─── Extracted text

There are places I’ll remember
All my life though some have changed.
— The Beatles
Recently, my best friends since junior high, Mary Beth Fesmire, Leah Case Jorgeson, and I said good-bye.
Leah is moving to — as she repeatedly emphasizes — RURAL Oregon. Leah said her husband Jeff was so excited that except for her clothes, Jeff had meticulously bubble-wrapped and boxed every item they own.
This move to The Great Outdoors has been somewhat of a deja vu experience. Only three years ago, Jeff convinced Leah, a summer-loving lifelong Mississippi girl, to sell their Clinton home of 30 years and move to the Northwest, where he grew up, where all his large family still lived.
Leah’s parents, Russell and Sybil Case, were deceased, and the Jorgeson sons had settled in Colorado and Washington, D.C. So they put their house on the market. It sold in a week. They had one month to vacate.
Jeff grew up in northern California, his fun consisting of hiking forest trails and mountains with his brothers, white water canoeing and conquering the most challenging rivers. If a river ran through it, he was on it or near it. As an adult, he returned often.
Jeff, excited as all get out, packed and got out. He U-Hauled their belongings, a dog and his still-in-shock wife to live with a brother in Idaho until they could find a house.
But God placed roadblocks at every turn, the first being that the brothers’ dogs hated each other, prompting a hasty move to an apartment. Eager to buy, they made multiple bids, all falling through.
Then Leah got “the call” from her only sibling Shellee: “Leah, I’ve been diagnosed with kidney cancer.”
The turn-around was easy, as all their stuff had never left storage. Purchasing a home in Madison close to Shellee, Leah became shopper, advocate, encourager and later, hospice caregiver for Shellee, who had transitioned to Stage 4. Above all, as for us, Leah became Shellee’s go-to source of much needed wit and laughter.
I met Leah at Denman Junior High. We clicked. Who but God knows the whys. Friday night was fried fish, spend the night — and there were many. Like me, Leah had her own room, hers plastered with Bobby Sherman posters. She slept with the screened windows open and a fan, her humongous yellow tabby Jo Jo often intruding.
One night, Leah Jo snapped, “Janellyn, I’m hot. Get your feet off me.” Always a side-of-the-bed sleeper and keenly aware of a nearby cat with claws, I was awake. Her voice rose in irritation: “Janellyn, get your feet OFF me.”
Slowly, I raised both feet as high as I could and forced her to focus on my levitating legs. Turns out that 20-pound feline was on her feet. We have a hundred stories like that.
I also chauffeured Leah for two years. I loved to drive and she refused to learn. I taxied us to the McComb City Pool, Percy Quin, Sonic and to the roads “where the boys are.”
Even though college and jobs and marriage to the greatest guy ever pulled her away from Pike County, our high school friend group kept the “Jive of ‘75” gang alive by initiating what came to be an annual girls’ weekend.
We dubbed it “summah fun,” so coined by an in-demand Baton Rouge hairdresser. Client Mary Beth, who lives in Brandon, plopped herself in the chair: “I’m going to visit my high school friends and need a new do. Do what you want.”
He shuffled her blonde tresses: “Ohhh. How about a little summah fun?”

──────
─── Data

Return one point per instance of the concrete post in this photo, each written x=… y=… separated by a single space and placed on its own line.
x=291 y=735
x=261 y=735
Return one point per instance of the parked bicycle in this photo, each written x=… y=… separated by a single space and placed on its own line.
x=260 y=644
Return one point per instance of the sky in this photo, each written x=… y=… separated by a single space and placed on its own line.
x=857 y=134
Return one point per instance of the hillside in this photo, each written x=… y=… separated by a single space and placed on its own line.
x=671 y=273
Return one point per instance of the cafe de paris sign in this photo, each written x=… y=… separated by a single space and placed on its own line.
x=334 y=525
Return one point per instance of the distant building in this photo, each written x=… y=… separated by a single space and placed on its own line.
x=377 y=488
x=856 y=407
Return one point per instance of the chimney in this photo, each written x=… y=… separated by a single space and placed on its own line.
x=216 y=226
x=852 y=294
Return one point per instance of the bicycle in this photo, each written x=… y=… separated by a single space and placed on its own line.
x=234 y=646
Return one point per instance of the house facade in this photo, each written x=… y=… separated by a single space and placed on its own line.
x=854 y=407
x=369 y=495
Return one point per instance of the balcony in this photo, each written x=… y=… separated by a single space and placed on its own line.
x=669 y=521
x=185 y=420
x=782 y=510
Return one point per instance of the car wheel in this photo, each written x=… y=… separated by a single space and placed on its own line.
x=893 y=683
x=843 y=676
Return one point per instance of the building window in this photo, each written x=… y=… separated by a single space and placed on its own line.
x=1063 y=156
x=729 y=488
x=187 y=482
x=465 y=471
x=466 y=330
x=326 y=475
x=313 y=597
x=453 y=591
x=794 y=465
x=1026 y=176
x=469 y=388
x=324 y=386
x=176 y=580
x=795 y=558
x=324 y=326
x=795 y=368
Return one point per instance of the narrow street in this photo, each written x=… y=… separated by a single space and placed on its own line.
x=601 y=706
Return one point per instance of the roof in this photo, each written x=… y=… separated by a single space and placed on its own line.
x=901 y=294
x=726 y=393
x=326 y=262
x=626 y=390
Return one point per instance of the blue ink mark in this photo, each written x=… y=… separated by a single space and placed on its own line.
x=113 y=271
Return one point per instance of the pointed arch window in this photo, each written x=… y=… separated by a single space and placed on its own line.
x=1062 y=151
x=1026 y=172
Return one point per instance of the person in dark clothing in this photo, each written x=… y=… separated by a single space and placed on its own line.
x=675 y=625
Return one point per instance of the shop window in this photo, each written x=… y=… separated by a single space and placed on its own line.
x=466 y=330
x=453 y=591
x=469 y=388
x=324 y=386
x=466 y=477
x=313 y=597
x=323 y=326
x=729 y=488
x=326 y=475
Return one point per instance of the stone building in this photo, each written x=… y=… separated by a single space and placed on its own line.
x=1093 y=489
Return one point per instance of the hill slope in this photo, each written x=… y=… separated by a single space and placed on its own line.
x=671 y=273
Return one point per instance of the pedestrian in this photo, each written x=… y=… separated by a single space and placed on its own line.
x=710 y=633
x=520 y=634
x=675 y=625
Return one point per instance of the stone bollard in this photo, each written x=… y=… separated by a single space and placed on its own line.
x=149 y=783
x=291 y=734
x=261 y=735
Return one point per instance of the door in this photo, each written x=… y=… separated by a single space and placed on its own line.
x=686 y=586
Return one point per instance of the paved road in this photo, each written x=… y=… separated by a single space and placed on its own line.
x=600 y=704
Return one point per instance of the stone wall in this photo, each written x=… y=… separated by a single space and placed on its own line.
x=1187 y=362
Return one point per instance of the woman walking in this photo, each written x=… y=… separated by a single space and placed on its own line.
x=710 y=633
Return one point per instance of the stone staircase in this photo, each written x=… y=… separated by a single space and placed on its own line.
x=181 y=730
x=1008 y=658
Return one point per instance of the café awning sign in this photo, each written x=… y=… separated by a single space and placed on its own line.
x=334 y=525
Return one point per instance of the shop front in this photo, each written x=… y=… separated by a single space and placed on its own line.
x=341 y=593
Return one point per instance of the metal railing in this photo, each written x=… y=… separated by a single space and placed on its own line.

──────

Instructions:
**1)** Translate this sentence from the essay about childhood friends into Spanish: "We have a hundred stories like that."
**2)** Copy word for word the stretch of the essay about childhood friends from "The turn-around was" through "Jo often intruding.".

Per-task answers:
**1)** Tenemos cien historias como esa.

**2)**
The turn-around was easy, as all their stuff had never left storage. Purchasing a home in Madison close to Shellee, Leah became shopper, advocate, encourager and later, hospice caregiver for Shellee, who had transitioned to Stage 4. Above all, as for us, Leah became Shellee’s go-to source of much needed wit and laughter.
I met Leah at Denman Junior High. We clicked. Who but God knows the whys. Friday night was fried fish, spend the night — and there were many. Like me, Leah had her own room, hers plastered with Bobby Sherman posters. She slept with the screened windows open and a fan, her humongous yellow tabby Jo Jo often intruding.